Task to complete
Each record below should appear again exactly as written.

(Stored records)

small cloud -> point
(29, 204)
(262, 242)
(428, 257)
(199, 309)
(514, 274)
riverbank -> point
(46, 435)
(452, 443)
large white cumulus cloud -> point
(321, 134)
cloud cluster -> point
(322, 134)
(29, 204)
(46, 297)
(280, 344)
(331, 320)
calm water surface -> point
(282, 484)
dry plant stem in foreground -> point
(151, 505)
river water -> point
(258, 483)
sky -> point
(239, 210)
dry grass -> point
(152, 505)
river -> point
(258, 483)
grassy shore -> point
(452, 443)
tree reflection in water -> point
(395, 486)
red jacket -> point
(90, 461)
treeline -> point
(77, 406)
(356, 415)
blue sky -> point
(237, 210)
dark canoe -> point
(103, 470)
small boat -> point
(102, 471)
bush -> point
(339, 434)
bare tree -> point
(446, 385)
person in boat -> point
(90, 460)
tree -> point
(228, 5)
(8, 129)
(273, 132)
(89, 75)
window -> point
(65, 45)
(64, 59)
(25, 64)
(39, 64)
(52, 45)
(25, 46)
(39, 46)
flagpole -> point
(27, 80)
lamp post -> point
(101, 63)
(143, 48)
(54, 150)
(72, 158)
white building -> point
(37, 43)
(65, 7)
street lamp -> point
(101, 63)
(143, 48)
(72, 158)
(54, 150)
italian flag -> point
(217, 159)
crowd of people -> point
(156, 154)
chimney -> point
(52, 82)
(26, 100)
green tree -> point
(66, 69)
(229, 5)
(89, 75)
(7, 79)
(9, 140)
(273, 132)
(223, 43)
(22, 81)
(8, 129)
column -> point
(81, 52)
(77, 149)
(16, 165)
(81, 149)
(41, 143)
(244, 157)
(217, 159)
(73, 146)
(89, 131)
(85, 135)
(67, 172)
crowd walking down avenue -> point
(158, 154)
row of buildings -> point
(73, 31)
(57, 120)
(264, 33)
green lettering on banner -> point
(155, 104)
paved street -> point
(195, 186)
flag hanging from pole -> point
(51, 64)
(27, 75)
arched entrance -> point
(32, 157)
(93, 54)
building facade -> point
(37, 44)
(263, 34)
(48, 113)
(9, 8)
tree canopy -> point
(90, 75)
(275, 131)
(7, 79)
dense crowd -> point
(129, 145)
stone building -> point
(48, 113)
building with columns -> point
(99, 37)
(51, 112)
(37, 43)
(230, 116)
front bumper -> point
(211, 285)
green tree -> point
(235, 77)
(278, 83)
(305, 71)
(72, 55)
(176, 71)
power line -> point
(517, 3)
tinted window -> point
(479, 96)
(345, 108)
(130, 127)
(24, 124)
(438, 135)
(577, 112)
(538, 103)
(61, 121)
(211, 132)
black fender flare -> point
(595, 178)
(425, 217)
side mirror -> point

Result of this exercise
small cloud -> point
(29, 204)
(262, 242)
(428, 257)
(199, 309)
(514, 274)
riverbank -> point
(46, 435)
(452, 443)
large white cumulus cloud -> point
(321, 134)
cloud cluster -> point
(322, 134)
(29, 204)
(46, 297)
(280, 344)
(331, 320)
calm water surface -> point
(282, 484)
dry plant stem in foreground -> point
(151, 505)
river water -> point
(258, 483)
sky -> point
(239, 210)
dry grass -> point
(152, 505)
river -> point
(258, 483)
grassy shore -> point
(452, 443)
tree reflection in water -> point
(395, 486)
red jacket -> point
(90, 461)
treeline -> point
(77, 406)
(356, 415)
blue sky -> point
(237, 210)
dark canoe -> point
(103, 470)
small boat -> point
(102, 471)
bush -> point
(339, 434)
bare tree -> point
(446, 385)
person in boat -> point
(90, 460)
tree -> point
(228, 5)
(8, 129)
(273, 132)
(89, 75)
window -> point
(65, 45)
(64, 59)
(25, 64)
(39, 64)
(52, 45)
(25, 46)
(39, 46)
flagpole -> point
(27, 80)
lamp post -> point
(101, 63)
(143, 48)
(54, 150)
(72, 158)
white building -> point
(37, 43)
(65, 7)
street lamp -> point
(101, 63)
(143, 48)
(72, 158)
(54, 150)
italian flag -> point
(217, 159)
crowd of people -> point
(156, 154)
chimney -> point
(52, 82)
(26, 100)
green tree -> point
(66, 69)
(229, 5)
(89, 75)
(7, 79)
(9, 140)
(273, 132)
(223, 43)
(22, 81)
(8, 129)
column -> point
(81, 52)
(77, 149)
(16, 165)
(81, 149)
(41, 143)
(244, 157)
(217, 159)
(73, 146)
(89, 131)
(85, 135)
(67, 172)
crowd walking down avenue -> point
(158, 154)
row of buildings -> point
(73, 31)
(57, 120)
(264, 33)
green lettering on banner -> point
(155, 104)
paved street -> point
(195, 186)
flag hanging from pole -> point
(51, 64)
(27, 75)
arched entrance -> point
(32, 157)
(93, 54)
building facade -> point
(37, 44)
(263, 34)
(48, 113)
(9, 8)
tree canopy -> point
(90, 75)
(275, 131)
(7, 79)
dense crowd -> point
(129, 145)
stone building -> point
(48, 113)
building with columns -> point
(99, 37)
(51, 112)
(37, 43)
(230, 116)
front bumper -> point
(211, 285)
green tree -> point
(235, 77)
(278, 83)
(305, 71)
(72, 55)
(176, 71)
power line -> point
(517, 3)
tinted window -> point
(479, 96)
(345, 108)
(130, 127)
(24, 124)
(438, 135)
(577, 112)
(538, 103)
(61, 121)
(211, 132)
black fender flare -> point
(595, 178)
(425, 217)
side mirror -> point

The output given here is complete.